## What to do
Transcribe everything from the line containing "# Can you find the fog light in this picture?" down through the end of the material, including both ends.

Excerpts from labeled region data

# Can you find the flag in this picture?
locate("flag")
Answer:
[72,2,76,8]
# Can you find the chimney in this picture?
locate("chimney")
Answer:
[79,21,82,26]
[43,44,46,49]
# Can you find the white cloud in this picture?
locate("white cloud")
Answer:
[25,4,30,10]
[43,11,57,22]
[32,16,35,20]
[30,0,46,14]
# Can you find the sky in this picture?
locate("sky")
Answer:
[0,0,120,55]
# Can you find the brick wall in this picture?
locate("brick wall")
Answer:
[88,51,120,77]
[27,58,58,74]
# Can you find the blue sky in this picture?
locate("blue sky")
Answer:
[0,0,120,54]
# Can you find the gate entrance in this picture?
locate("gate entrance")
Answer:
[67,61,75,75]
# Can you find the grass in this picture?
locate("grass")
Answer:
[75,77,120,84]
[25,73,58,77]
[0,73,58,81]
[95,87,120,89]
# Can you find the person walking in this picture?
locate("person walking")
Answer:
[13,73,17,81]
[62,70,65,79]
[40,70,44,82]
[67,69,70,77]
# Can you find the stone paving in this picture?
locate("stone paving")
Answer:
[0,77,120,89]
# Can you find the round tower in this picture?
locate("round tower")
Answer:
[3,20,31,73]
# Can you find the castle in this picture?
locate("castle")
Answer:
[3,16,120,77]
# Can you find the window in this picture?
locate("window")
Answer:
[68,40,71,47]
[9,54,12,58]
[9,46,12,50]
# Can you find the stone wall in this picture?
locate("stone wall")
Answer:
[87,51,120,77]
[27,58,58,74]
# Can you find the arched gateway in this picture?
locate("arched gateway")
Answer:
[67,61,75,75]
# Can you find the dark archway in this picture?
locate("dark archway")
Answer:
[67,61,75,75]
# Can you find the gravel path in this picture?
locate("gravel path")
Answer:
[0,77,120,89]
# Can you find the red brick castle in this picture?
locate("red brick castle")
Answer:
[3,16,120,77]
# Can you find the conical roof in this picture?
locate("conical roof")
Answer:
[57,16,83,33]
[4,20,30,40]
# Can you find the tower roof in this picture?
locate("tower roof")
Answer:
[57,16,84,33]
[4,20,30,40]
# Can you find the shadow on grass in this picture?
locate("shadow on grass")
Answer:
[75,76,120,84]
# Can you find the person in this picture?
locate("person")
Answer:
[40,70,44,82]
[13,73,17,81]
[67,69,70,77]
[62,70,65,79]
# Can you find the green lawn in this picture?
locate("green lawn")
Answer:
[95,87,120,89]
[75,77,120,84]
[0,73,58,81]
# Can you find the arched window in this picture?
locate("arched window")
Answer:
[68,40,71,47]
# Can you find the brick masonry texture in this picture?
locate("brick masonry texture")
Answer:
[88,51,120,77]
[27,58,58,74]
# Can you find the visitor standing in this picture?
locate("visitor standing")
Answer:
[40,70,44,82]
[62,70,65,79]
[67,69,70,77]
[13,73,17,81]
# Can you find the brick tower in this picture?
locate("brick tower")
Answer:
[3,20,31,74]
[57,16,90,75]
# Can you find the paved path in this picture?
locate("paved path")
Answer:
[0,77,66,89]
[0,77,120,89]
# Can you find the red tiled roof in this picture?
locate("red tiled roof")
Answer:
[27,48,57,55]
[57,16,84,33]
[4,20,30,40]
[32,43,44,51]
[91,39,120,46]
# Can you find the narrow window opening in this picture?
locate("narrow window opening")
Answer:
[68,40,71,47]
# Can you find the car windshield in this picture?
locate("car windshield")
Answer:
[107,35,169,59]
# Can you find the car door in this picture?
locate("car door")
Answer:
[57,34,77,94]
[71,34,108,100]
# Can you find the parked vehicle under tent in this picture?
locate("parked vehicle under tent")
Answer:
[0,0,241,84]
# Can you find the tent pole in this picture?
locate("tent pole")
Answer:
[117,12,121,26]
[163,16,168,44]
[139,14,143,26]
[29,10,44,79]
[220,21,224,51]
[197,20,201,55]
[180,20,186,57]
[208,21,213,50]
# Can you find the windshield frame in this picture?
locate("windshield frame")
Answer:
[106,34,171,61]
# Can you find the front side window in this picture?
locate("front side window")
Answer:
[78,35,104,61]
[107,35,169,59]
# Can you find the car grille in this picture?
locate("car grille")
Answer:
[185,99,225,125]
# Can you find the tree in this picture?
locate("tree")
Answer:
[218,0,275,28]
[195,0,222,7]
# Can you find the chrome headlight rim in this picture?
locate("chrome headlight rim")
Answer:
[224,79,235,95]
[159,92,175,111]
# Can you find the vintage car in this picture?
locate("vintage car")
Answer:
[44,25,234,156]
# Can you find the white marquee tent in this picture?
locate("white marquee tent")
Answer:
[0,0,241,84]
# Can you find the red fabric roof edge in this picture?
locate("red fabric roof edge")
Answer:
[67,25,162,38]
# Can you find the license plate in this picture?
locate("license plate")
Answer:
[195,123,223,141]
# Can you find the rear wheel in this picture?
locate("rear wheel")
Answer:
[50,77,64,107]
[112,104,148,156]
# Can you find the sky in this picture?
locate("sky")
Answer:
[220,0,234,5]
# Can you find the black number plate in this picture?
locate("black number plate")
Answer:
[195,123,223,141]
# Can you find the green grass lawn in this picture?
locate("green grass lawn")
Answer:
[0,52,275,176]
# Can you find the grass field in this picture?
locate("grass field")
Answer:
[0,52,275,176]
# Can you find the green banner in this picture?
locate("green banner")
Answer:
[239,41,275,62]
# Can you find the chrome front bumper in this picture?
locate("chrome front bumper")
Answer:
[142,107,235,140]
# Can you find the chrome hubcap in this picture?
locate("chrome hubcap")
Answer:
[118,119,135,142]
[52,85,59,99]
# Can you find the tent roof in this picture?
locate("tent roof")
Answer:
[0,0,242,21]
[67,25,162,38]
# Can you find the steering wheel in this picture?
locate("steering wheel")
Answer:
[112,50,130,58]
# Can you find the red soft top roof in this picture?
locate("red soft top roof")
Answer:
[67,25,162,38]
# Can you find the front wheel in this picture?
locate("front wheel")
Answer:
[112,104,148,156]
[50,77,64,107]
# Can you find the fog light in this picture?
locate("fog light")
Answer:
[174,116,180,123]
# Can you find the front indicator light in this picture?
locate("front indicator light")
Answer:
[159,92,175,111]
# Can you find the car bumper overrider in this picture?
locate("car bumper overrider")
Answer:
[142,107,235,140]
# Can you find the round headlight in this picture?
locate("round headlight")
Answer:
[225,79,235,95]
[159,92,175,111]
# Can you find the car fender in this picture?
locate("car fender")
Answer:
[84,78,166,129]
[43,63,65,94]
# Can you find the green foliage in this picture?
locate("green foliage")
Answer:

## Response to this task
# Can you find the fog light in this picture?
locate("fog light")
Answer:
[174,116,180,123]
# Can you find the front indicator light in this picture?
locate("front indicator light")
Answer:
[159,92,175,111]
# Can you find the car bumper overrider in this picture?
locate("car bumper overrider")
Answer:
[142,107,235,140]
# Can you find the round headlight in this picture?
locate("round headlight")
Answer:
[225,79,235,95]
[159,92,175,111]
# Can you find the car fender in this picture?
locate("car fender")
Answer:
[84,78,166,129]
[43,63,65,94]
# Can you find the green foliage in this picture?
locate("green foliage")
Answer:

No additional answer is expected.